REQUIRED ACTION: The listing that follows should be reproduced exactly, line for line.

*** Opening RECORD EXTRACTS ***

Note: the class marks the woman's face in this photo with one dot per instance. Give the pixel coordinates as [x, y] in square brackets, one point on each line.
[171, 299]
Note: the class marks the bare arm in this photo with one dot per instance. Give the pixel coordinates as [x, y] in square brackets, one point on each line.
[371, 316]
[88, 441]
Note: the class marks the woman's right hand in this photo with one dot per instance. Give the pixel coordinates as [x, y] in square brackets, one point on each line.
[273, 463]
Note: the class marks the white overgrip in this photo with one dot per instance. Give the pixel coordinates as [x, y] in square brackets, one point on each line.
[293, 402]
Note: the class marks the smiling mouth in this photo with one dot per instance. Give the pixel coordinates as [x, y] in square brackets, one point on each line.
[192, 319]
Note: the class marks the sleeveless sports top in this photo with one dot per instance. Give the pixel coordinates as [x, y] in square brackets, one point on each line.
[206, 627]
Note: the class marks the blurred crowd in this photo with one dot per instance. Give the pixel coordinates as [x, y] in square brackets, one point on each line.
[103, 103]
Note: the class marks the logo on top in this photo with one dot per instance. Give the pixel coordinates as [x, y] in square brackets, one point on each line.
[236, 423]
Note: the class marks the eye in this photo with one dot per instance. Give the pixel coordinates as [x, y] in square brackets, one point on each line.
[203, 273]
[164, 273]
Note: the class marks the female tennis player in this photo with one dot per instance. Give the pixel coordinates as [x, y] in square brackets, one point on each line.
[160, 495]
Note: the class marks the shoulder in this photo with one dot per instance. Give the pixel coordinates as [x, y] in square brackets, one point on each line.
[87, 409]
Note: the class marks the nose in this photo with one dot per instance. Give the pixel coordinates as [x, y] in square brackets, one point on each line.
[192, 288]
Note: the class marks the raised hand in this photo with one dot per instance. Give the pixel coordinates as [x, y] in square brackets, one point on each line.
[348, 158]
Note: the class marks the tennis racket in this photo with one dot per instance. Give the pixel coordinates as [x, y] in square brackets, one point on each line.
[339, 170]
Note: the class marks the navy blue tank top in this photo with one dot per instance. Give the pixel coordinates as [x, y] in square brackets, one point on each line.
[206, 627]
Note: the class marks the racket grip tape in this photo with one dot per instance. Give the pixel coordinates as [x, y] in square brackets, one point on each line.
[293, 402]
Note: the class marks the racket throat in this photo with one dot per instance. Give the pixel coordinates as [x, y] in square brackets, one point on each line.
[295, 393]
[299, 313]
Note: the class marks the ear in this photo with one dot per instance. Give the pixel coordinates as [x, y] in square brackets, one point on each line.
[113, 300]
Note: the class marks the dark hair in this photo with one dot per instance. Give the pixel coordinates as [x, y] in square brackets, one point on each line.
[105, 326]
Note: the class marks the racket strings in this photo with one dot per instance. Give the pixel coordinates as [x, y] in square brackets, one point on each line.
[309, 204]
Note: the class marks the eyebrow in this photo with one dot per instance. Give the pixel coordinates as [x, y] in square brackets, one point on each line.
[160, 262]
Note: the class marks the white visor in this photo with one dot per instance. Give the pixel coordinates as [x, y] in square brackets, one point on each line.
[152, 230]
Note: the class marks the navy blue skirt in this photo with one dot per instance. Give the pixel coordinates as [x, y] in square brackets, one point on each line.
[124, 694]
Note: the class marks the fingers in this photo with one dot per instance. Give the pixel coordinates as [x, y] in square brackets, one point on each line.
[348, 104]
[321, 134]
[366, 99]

*** Closing RECORD EXTRACTS ***

ANSWER TO THIS PROBLEM:
Note: the class marks the woman's face in this photo with one dot per instance. Give the pixel coordinates as [x, y] in square brackets, one point on each line.
[171, 299]
Note: the class marks the bare arm in this photo with one dot per instance. Give the pixel coordinates as [x, y] in square brackets, one point on each line.
[371, 316]
[88, 441]
Note: the class marks the woman's right hand in this photo with one dot per instance. Give the pixel coordinates as [x, y] in square brackets, one point on each line.
[273, 463]
Note: the class marks the white overgrip in this photo with one dot per instance. Give the pixel coordinates as [x, y] in square brackets, one point on each line.
[293, 402]
Note: the class marks the smiling mouth in this photo with one dot per instance. Give the pixel coordinates as [x, y] in square brackets, one point on each line.
[192, 319]
Note: the class marks the sleeveless sports top in this photo with one dot per instance. Give the pixel coordinates as [x, y] in square brackets, one point on each line.
[206, 627]
Note: the class marks the blurred crowd in this photo with one dot per instance. Give the pixel coordinates as [x, y] in square brackets, one point on each line.
[103, 103]
Note: the class marks the logo on top in this photo with one dot per instance. Give the pixel coordinates as [x, y] in square brackets, one point on each line.
[236, 423]
Note: the class marks the eye in this photo with one dot per instance. Give the pixel coordinates as [x, y] in square brackets, one point on each line.
[203, 273]
[164, 273]
Note: the class marks the female tennis player in this photo with one dot per instance. Give the pixel coordinates as [x, y] in square brackets, one point on each line.
[160, 495]
Note: the class marks the shoulder in this photo with one dot per instance. Give the pixel coordinates as [x, y] in square brackets, one point on each line.
[87, 409]
Note: the class marks the nose in this photo with one dot per instance. Give the pixel coordinates as [x, y] in square brackets, one point on each line.
[192, 288]
Note: the class marks the raised hand in this photo with one dot per instance. Give the pixel coordinates as [x, y] in square brackets, one point on each line.
[348, 158]
Note: the class marks the tennis racket in this photo with one dot per instance. Give the pixel coordinates as [x, y] in square brackets, one point on each line.
[339, 170]
Note: the class marks the navy blue tank top in this photo with one dot per instance. Give the pixel coordinates as [x, y] in square brackets, one point on each line.
[206, 627]
Note: the class marks the racket grip tape in this photo with one dot per instance. Give the pixel coordinates as [x, y] in square brackets, one point on each line.
[293, 402]
Note: the class marks the racket throat in this photo with one dot per instance. Give the pixel coordinates as [x, y] in square brackets, one point on each line.
[295, 393]
[299, 313]
Note: the class marks the ear in this photo with one dot per instance. Give the pixel coordinates as [x, y] in square brackets, one point on each line.
[113, 300]
Note: the class marks the dark hair in this photo with one dot per instance. Give the pixel coordinates as [x, y] in square brackets, one point on each line.
[105, 326]
Note: the class marks the racket strings in this photo with one dot per instance. Give the pixel coordinates as [x, y] in square brackets, one point on each line.
[309, 204]
Note: the class marks the eyebrow in this photo with one dot per instance. Give the pixel coordinates as [x, y] in square brackets, one point on each line.
[160, 262]
Note: the class marks the white visor in this photo with one dot per instance. Give the pixel coordinates as [x, y] in square brackets, one point on each line.
[152, 230]
Note: the class marks the navy blue skirt in this photo with one dot per instance. Give the pixel coordinates as [x, y] in square brackets, one point on each line.
[124, 694]
Note: the class marks the fingers in this photo with one dot per instance. Give the pixel coordinates as [x, y] in square brackets, one point on each line.
[348, 104]
[321, 134]
[366, 99]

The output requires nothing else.